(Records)

════════

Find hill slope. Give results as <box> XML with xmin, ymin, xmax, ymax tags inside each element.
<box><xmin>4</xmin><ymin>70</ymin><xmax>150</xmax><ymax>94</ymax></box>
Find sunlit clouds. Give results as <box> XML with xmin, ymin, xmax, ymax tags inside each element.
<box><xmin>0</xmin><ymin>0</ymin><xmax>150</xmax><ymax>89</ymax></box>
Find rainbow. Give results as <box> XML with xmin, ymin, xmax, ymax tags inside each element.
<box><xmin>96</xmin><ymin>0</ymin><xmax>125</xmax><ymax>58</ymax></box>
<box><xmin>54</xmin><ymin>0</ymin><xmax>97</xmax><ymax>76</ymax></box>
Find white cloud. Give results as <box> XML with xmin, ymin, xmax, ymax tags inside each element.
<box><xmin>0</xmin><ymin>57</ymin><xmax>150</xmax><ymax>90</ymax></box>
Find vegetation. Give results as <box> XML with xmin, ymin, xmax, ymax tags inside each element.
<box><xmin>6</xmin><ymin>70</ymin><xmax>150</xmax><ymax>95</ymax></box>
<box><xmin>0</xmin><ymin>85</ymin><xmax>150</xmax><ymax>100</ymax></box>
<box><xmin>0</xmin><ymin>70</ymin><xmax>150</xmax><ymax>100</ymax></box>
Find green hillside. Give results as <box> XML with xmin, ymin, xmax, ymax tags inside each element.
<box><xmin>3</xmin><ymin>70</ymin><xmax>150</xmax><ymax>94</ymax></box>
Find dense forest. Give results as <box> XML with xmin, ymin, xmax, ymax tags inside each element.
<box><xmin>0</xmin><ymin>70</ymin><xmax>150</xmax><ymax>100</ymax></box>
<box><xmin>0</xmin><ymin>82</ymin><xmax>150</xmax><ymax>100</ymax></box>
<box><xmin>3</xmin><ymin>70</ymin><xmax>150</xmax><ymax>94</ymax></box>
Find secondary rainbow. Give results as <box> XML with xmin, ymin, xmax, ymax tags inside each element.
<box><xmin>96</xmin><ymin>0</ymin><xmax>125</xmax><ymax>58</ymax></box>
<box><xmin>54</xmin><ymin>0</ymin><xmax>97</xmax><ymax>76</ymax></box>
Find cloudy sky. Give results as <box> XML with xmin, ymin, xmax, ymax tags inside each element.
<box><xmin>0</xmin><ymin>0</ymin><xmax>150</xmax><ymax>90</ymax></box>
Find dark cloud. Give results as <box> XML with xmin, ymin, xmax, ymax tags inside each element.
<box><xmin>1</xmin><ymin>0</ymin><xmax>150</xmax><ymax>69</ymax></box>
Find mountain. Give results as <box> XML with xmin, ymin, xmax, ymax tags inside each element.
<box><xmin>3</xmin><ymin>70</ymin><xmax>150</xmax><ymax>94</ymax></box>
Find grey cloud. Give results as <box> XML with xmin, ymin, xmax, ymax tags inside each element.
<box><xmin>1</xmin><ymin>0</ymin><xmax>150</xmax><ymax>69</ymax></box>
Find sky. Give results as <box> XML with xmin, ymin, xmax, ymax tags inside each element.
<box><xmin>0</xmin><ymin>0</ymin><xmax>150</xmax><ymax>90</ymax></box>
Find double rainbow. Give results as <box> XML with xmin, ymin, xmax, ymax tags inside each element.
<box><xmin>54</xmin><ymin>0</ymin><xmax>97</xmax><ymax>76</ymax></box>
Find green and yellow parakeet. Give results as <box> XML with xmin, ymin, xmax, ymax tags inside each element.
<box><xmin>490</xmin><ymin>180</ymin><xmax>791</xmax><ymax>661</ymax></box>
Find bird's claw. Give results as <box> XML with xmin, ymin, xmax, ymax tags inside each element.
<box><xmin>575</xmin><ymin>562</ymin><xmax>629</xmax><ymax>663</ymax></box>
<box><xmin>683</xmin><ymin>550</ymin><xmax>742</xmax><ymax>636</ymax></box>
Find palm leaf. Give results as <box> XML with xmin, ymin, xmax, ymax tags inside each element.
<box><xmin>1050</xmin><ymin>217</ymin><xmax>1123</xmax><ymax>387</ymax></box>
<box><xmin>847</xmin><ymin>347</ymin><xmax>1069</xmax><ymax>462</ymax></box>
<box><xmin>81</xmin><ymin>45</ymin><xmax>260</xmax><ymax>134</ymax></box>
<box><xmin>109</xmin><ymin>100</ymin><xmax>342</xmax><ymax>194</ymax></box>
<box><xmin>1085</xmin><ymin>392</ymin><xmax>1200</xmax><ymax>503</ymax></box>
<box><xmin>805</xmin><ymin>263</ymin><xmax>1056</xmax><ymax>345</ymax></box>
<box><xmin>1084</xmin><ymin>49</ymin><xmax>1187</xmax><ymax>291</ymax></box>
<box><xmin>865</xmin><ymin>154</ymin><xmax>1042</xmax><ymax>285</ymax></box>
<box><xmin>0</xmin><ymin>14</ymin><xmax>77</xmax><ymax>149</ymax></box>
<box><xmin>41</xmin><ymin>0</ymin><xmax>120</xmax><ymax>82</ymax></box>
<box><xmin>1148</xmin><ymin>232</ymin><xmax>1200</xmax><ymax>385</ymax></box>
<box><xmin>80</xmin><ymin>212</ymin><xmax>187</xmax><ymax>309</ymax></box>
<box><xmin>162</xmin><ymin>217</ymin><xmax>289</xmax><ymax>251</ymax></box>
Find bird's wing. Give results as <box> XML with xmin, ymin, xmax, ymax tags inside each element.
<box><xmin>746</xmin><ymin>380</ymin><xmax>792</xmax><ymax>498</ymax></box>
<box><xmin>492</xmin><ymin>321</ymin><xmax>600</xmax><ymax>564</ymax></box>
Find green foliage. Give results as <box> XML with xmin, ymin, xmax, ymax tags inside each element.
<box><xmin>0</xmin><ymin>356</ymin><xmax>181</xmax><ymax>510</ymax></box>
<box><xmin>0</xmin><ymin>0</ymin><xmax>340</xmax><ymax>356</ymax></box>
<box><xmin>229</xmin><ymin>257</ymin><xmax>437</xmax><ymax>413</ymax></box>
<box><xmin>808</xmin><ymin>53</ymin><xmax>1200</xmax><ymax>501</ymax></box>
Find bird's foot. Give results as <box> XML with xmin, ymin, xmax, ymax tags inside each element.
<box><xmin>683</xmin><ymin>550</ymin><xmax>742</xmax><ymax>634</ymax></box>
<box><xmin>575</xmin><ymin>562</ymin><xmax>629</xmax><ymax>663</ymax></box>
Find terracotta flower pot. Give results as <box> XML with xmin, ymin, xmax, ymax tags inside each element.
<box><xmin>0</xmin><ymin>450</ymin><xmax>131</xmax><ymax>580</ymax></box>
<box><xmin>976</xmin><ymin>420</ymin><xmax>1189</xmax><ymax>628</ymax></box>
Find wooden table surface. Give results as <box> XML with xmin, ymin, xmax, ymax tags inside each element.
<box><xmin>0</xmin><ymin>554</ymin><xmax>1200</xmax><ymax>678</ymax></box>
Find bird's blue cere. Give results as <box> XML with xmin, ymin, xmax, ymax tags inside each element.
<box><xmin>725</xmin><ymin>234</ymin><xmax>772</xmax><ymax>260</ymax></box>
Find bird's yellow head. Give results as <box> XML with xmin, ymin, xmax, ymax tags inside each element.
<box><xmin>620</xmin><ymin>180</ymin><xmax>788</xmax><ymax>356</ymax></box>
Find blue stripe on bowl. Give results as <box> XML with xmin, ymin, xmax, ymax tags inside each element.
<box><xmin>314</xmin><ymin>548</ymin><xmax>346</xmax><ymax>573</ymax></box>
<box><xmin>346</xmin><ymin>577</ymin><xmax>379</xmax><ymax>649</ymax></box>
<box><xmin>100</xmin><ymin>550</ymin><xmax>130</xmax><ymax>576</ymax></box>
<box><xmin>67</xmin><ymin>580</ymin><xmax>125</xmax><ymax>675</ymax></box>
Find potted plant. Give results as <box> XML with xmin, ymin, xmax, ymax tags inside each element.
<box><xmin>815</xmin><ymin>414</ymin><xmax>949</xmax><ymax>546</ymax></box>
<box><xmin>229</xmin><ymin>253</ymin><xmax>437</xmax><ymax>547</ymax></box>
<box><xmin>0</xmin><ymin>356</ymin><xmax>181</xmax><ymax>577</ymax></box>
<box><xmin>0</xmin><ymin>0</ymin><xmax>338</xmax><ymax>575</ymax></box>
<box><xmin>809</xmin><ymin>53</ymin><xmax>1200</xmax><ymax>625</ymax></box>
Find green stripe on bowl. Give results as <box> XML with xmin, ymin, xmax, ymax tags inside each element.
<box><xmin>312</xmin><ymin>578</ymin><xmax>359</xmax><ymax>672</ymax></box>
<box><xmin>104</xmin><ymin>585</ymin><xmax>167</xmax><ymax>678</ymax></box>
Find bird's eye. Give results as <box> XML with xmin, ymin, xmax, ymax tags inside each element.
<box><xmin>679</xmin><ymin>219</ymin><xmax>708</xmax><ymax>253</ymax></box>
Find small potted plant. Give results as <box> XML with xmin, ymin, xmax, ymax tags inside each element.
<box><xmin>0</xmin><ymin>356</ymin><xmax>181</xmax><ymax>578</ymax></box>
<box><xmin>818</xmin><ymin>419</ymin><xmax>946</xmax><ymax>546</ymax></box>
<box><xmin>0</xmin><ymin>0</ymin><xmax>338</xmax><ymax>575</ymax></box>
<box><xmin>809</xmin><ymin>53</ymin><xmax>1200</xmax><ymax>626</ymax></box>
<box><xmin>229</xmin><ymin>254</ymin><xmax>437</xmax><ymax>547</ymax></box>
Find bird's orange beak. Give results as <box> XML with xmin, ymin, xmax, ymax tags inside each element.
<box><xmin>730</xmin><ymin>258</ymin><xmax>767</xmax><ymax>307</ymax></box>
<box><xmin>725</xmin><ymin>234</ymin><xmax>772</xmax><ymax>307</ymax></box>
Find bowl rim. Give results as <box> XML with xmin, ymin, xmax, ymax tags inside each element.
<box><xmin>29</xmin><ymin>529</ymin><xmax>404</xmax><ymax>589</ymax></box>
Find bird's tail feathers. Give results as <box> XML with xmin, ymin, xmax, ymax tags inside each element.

════════

◆ Exercise aim:
Which lines of the records contain the word "stripe"? Gather every one of them, treating uppercase and lowercase as different.

◆ Response to this exercise:
Find blue stripe on bowl. Give results as <box> XML with xmin, ymin, xmax, ymax tags inside each element.
Find green stripe on bowl. Give results as <box> XML with xmin, ymin, xmax, ymax tags inside each element.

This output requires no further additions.